- **DESCRIPTION OF THE TASK**
Pick up the article on the Paterson Kids Count report after its last sentence and keep writing it. The lines that follow the article are not part of it.

- **TEXT SEGMENT**
▬▬▬

The report, a statistical profile of children in the city, showed the sobering effects of the pervasive poverty in Paterson on academic and health outcomes. But four years later, there have been some victories.
Advocates for Children of New Jersey presented the second edition of Paterson Kids Count [pdf] on Thursday, and while many of the issues identified four years ago persist, the report showed gains in the number of children receiving free school breakfasts, getting access to health care and passing state literacy tests. Zalkind credited the Paterson Alliance, a coalition of city non-profit agencies, with focusing on the three measures.
The federal government is giving Paterson schools $2.5 million to expand a program to provide medical and social services to students and their families within school buildings.
"You took small bites at issues that had a possibility of being successful, and ultimately will impact on those bigger issues," Zalkind said to a crowd of advocates, educators and parents at the Brownstone.
The participation rate in Paterson's school breakfast program is now 93 percent, tops among large, urban districts in New Jersey, according to the report. In 2011, city schools were feeding only 27 percent of the 21,000 children who qualified for free or reduced-cost meals.
There were 4,000 uninsured children in Paterson in 2010. That figure has since dropped to 1,800. The report credits Paterson Alliance members who held enrollment drives and publicized the availability of coverage and asked community organizations to enroll clients in NJ Family Care. The numbers also got a boost in 2013, when Gov. Chris Christie opted the state into the federal Medicaid expansion.
City students were in a huge hole in 2010, with only 31 percent of city third graders passing state literacy tests. The numbers aren't much better, but they have improved, up to 37 percent in 2014. Charter schools have shown an even larger improvement, with passing rates up 25 percent to 55 percent over the same period.
These improvements are worth celebrating, Zalkind said, but Paterson has plenty of issues to focus on going forward:
- 41 percent of Paterson children live in poverty, a figure that likely undercounts the number of struggling city families, since the federal poverty level doesn't account for the higher cost of living in New Jersey, Zalkind said.

▬▬▬

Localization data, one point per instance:
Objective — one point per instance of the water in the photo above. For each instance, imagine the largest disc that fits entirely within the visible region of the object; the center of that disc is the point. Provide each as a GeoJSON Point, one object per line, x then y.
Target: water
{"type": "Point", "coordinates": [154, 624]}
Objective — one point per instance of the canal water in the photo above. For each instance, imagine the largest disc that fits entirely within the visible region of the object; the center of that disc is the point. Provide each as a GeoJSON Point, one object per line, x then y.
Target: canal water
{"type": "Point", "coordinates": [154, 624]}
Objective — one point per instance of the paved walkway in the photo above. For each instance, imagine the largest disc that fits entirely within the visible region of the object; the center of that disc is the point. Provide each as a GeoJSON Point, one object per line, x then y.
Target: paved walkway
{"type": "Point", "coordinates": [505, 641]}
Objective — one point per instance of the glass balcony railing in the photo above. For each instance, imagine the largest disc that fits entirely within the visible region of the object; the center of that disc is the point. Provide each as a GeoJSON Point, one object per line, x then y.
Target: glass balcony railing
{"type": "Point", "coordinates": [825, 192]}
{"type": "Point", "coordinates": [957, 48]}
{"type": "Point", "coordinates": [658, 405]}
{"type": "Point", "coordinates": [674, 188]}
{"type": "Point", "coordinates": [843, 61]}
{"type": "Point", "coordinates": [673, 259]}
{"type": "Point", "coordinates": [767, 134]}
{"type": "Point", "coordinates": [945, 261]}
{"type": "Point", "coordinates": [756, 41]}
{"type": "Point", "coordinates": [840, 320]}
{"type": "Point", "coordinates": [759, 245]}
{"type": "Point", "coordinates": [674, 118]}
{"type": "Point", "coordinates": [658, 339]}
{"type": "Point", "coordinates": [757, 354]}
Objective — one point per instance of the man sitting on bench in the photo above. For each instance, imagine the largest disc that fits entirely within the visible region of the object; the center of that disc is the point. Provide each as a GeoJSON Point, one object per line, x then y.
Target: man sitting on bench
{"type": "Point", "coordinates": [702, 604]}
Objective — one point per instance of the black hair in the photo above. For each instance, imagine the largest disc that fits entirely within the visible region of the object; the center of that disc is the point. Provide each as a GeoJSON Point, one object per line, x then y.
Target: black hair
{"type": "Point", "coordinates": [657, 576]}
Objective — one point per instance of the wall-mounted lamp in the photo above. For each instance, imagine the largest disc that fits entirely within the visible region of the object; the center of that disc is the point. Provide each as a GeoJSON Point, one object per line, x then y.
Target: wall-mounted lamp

▬▬▬

- **RESULT OF THE TASK**
- The number of children receiving food stamps is up 16 percent from 2010 to 2014.
- There were 246 children admitted to the hospital for asthma in 2013, up 24 percent from 2010.
- The number of children who were victims of proven child abuse or neglect rose 19 percent from 2009 to 2013.
- Athough Paterson has full-date, state-funded preschool, only 72 percent of eligible 3- and 4-year-olds attend.
Moving forward, the Paterson Alliance is focusing on the latter point. The organization commissioned consultant Nina Sazer O'Donnell to create a plan to boost pre-K enrollment.
"We all have one goal, and that is to make sure that our children are successful."
O'Donnell's study found that many working families have trouble fitting pre-K programs into their scheduled because they only run six hours a day. Many can't afford to pay for child care before and after these programs.
In addition, many parents who don't speak English, particularly those who speak Bengali and Arabic, are unaware they have access to free pre-K. O'Donnell recommends starting Pre-K programs in targeted neighborhoods and increasing outreach to Paterson's various immigrant groups to boost enrollment.
Leah Dade, executive director of the Paterson Alliance, said the group would meet soon to set more goals based on the 2015 data.
"We all have one goal, and that is to make sure that our children are successful," she said.